Esercizio A: Riporta ogni riga dei record che contiene la stringa "fill".

Brano da leggere:
Proprio dietro i due exchange americani (New York e Nasdaq) ma davanti alla Borsa di Tokio. Una sorta di via della seta telematica destinata a convogliare attraverso le sue fibre i capitali occidentali alla ricerca di buoni investimenti in Cina e utilizzabile, allo stesso tempo, per favorire gli investimenti asiatici in Occidente. Già perchè proprio questa è la novità.
Superata di slancio la prima fase della propria industrializzazione la Cina sta ora sperimentando un nuovo modello di sviluppo, iniziando a delocalizzare all’estero alcune proprie produzioni, mantenendo ricerca ed headquarter in madrepatria. Proprio quello che nei decenni precedenti hanno fatto i gruppi europei e statunitensi.
Con le infrastrutture della Belt and Road Iniziative si stanno creando le condizioni logistiche per favorire gli scambi globali del futuro redistribuendo la catena del valore nei nodi toccati dalle nuove vie di comunicazione. L’iniziativa di Hong Kong, in fondo, era volta a facilitare la raccolta di capitali al servizio delle medesime finalità. Londra però ha detto no. All’unanimità, il board dell’Lse ha “rifiutato la proposta e, considerati i suoi difetti fondamentali, non vede alcun beneficio nell’andare avanti nelle trattative”.
La piazza britannica in realtà ha oggi altre priorità. Soprattutto è impegnata nell’acquisizione di Refinitiv, piattaforma di informazioni finanziarie concorrente diretta di Bloomberg, e di proprietà congiunta del fondo Blackstone, che detiene una partecipazione del 55%, e di Thomson Reuters (che controlla il restante il 45%).
E’ un’operazione da 27 miliardi di sterline che, una volta attuata, renderà irraggiungibile la piazza londinese per i pretendenti asiatici. Normalmente chi propone un’acquisizione gioca all’attacco. E, considerando i numeri della Borsa di Hong Kong la prima impressione potrebbe essere quella.
Con una capitalizzazione di 35 miliardi di euro è il più grande mercato di Ipo al mondo con oltre 2300 società quotate. È inoltre leader mondiale nel trading dei future sui metalli acquistato qualche anno fa proprio da Londra. Infine quella della città-stato asiatica è una piazza finanziaria interconnessa. Chi quota lì le proprie azioni può vederle scambiate anche a Shenzen e Shanghai le altre due grandi borse cinesi. E’ insomma un polo finanziario che attira capitali indirizzati in Cina.

Voci del dataset di annotazione
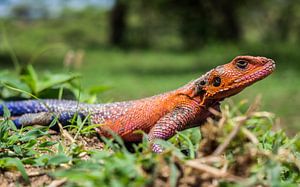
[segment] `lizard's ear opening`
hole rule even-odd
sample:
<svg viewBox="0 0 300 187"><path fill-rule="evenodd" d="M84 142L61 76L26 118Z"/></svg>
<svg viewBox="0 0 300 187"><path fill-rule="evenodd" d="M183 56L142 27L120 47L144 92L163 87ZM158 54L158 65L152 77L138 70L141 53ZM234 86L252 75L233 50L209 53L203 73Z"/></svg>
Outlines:
<svg viewBox="0 0 300 187"><path fill-rule="evenodd" d="M201 95L201 94L205 93L206 91L203 89L203 87L205 85L207 85L206 80L201 80L201 81L196 82L195 95Z"/></svg>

Esercizio B: Spiega, in base al brano, perché la piazza di Hong Kong attira capitali indirizzati in Cina. Rispondi in una-tre frasi.

Risposta completa A:
<svg viewBox="0 0 300 187"><path fill-rule="evenodd" d="M84 142L61 76L26 118Z"/></svg>
<svg viewBox="0 0 300 187"><path fill-rule="evenodd" d="M183 56L142 27L120 47L144 92L163 87ZM158 54L158 65L152 77L138 70L141 53ZM234 86L252 75L233 50L209 53L203 73Z"/></svg>
<svg viewBox="0 0 300 187"><path fill-rule="evenodd" d="M201 95L201 94L205 93L206 91L203 89L203 87L205 85L207 85L206 80L201 80L201 81L196 82L195 95Z"/></svg>

Risposta completa B: La piazza di Hong Kong attira capitali indirizzati in Cina perché è una piazza finanziaria interconnessa. Chi quota lì le proprie azioni può vederle scambiate anche nelle altre due grandi borse cinesi.